_DATA TO USE_

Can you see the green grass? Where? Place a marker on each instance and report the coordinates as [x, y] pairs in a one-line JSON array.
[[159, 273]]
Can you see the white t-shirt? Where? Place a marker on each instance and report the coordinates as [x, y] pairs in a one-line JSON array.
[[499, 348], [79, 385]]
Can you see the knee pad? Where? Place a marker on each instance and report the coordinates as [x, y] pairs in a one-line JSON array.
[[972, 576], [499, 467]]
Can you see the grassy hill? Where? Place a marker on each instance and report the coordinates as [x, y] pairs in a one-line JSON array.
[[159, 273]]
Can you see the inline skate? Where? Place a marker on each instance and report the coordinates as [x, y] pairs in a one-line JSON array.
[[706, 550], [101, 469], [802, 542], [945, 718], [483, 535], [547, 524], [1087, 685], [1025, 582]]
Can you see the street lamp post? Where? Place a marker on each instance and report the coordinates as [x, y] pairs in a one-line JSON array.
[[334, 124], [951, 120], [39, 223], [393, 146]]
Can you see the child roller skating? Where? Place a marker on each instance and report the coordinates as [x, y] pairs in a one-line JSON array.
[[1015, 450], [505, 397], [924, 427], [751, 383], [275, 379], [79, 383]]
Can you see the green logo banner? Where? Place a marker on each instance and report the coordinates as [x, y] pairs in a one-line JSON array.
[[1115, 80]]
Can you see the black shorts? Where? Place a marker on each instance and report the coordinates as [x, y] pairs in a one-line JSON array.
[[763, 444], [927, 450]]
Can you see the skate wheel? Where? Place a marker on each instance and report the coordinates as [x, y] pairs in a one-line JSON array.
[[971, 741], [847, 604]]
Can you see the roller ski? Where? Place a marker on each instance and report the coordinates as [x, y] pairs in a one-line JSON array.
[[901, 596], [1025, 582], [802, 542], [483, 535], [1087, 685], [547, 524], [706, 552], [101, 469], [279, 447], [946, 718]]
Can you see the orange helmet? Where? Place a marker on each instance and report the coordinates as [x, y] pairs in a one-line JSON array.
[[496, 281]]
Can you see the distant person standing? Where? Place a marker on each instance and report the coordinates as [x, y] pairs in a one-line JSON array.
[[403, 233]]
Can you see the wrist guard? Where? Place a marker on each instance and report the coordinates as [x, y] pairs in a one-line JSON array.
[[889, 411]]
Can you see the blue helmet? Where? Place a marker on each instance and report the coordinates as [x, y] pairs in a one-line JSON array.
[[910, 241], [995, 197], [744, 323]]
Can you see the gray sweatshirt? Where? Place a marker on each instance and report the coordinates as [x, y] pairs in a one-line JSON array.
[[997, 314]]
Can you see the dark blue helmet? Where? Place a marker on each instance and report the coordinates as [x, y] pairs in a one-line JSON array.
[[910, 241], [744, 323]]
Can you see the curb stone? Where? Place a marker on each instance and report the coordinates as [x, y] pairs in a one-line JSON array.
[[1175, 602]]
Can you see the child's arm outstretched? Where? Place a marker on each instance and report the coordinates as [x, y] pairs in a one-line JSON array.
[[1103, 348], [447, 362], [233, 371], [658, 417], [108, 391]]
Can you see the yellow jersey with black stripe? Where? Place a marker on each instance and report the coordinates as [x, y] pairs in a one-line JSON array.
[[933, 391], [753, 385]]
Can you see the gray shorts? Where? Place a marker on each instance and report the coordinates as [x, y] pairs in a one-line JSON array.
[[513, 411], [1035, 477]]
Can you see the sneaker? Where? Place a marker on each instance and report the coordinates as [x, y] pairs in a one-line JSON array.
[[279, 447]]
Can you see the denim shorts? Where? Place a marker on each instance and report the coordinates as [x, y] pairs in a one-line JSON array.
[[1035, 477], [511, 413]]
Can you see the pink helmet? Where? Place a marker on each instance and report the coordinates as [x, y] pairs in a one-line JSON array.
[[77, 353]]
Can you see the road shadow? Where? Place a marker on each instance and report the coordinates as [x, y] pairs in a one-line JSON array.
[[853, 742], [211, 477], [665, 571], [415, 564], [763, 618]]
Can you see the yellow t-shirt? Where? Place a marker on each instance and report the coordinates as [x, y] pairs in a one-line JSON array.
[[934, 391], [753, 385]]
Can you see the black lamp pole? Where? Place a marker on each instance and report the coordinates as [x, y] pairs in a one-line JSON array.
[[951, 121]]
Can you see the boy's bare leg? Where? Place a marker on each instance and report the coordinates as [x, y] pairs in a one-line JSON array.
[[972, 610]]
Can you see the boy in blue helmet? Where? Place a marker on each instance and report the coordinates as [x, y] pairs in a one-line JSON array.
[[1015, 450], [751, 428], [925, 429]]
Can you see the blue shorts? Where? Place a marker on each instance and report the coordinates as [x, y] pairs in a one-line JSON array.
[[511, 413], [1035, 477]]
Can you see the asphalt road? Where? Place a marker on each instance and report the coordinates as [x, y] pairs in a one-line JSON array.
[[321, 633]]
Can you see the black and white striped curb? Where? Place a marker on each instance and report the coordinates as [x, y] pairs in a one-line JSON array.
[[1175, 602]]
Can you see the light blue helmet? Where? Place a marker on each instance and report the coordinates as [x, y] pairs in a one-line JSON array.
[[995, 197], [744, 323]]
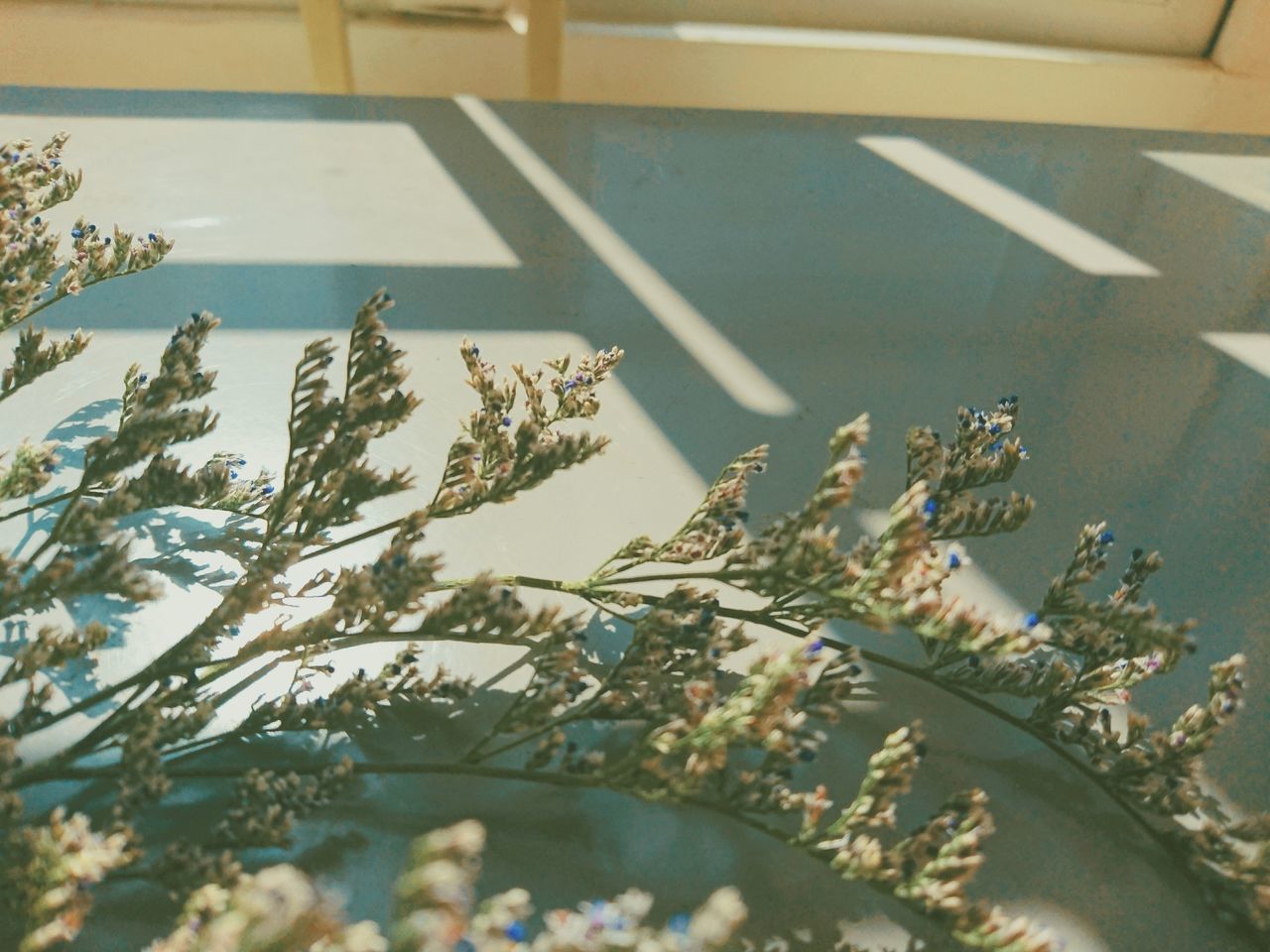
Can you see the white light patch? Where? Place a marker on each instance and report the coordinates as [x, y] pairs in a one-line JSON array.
[[1242, 177], [1252, 349], [563, 530], [1037, 223], [258, 191], [742, 380]]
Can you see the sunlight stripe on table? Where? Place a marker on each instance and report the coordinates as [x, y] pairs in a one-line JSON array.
[[273, 191], [743, 381], [1242, 177], [1037, 223], [1251, 349]]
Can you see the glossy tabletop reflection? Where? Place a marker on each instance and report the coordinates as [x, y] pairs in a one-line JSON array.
[[770, 277]]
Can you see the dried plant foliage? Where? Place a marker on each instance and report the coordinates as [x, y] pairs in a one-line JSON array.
[[677, 717]]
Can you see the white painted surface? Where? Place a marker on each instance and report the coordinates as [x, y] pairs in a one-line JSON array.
[[259, 191], [1252, 349], [793, 37], [1242, 177], [743, 381], [1037, 223]]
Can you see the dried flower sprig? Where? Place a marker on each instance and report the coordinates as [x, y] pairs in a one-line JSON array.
[[436, 910], [671, 719]]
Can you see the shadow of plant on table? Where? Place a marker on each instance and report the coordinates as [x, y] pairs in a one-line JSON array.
[[689, 710]]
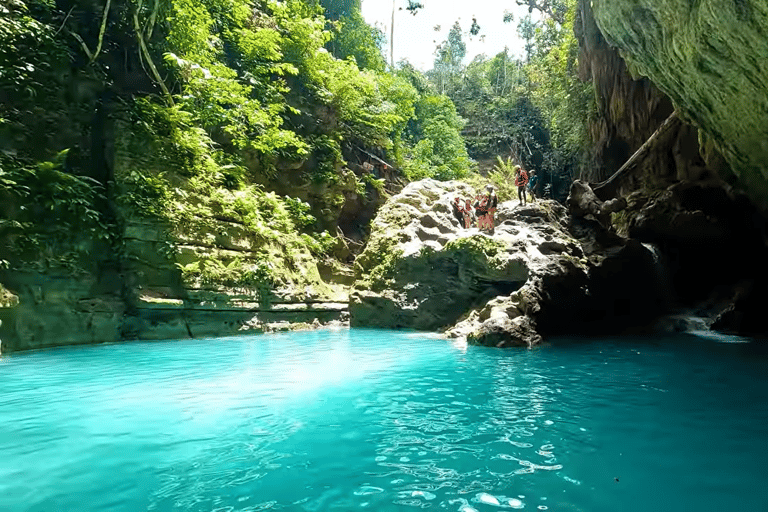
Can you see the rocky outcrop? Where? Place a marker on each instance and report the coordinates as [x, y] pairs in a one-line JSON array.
[[713, 246], [708, 57], [629, 109], [536, 274]]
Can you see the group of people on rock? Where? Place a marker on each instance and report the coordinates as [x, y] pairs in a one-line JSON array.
[[485, 205], [484, 208], [524, 184]]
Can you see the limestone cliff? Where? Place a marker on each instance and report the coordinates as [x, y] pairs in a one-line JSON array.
[[709, 58], [537, 274], [629, 110]]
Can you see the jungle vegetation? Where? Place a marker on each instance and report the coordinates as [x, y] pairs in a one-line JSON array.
[[256, 111]]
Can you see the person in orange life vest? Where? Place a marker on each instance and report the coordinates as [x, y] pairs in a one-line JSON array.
[[468, 214], [521, 180], [458, 210], [485, 207]]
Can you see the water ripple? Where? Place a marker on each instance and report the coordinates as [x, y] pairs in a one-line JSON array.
[[340, 421]]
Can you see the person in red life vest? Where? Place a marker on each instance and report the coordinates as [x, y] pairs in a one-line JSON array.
[[521, 180], [486, 207], [468, 214], [458, 210]]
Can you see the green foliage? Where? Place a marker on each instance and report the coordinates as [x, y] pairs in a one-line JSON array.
[[503, 176], [299, 212], [147, 194], [352, 36], [56, 215], [439, 150]]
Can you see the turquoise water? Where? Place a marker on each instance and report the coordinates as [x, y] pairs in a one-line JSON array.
[[382, 421]]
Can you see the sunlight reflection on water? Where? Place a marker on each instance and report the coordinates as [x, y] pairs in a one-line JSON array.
[[383, 421]]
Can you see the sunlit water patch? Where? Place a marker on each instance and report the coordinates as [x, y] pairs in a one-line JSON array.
[[385, 421]]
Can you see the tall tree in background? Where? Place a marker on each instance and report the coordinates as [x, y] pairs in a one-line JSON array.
[[413, 7], [448, 60]]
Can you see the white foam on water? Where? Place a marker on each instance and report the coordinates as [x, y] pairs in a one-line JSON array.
[[488, 499], [368, 489]]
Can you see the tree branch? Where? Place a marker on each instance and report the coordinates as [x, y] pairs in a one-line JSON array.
[[101, 31], [607, 189], [147, 56], [82, 43]]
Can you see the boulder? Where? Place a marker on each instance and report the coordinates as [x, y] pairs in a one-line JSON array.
[[422, 270]]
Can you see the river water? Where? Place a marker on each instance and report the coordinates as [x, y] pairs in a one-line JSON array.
[[383, 421]]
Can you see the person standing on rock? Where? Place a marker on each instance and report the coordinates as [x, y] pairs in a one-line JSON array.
[[521, 180], [458, 210], [468, 214], [485, 207], [532, 185]]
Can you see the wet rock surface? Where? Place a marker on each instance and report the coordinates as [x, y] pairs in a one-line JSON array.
[[539, 272]]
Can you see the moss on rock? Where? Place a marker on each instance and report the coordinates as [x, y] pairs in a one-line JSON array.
[[709, 58]]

_WHAT YOU NEED TO DO_
Please copy nothing but the lines from the one that holds "Can you see the tall" through the last line of the material above, exactly as written.

_EXPECTED ANSWER_
Can you see the tall tree in background? Where? Place a marker on each instance and report the coordinates as [x, y] pairs in a one-line JSON array.
[[413, 7], [448, 60]]
Can you see the white foam on water? Where? Place a marker on each instance and report the coordinates as [x, y] pairs in a one-line JSON array.
[[488, 499], [368, 489]]
Can you see the tree branch? Where? Place a marker on each instance and report the coordinates as [x, y] pairs in a one-line JSON array.
[[101, 31], [607, 189], [147, 56], [82, 43]]
Can you see the boulder? Where? Place a marker on each instance and report the coordinates as [x, y] pairs in a one-line JSON array.
[[422, 270]]
Can you see the river water? Where? Place a marker on each instance and report the coordinates as [x, y] pairs in a one-line JSON array.
[[383, 421]]
Can you see the person standing on rock? Where? Place a marker on each instance and report the coordinates as [x, y] pairs in a one-line JSON array.
[[521, 180], [458, 210], [468, 214], [485, 207], [532, 185]]
Can you see the wet rock surface? Where? Place a marker on each instance and report the coordinates as [x, y] pairs in a one-line JSON array.
[[539, 272]]
Can you see the moss on rock? Where? Place a marker on each instance and report the coordinates as [x, y] pairs in a one-line JSON array.
[[709, 58]]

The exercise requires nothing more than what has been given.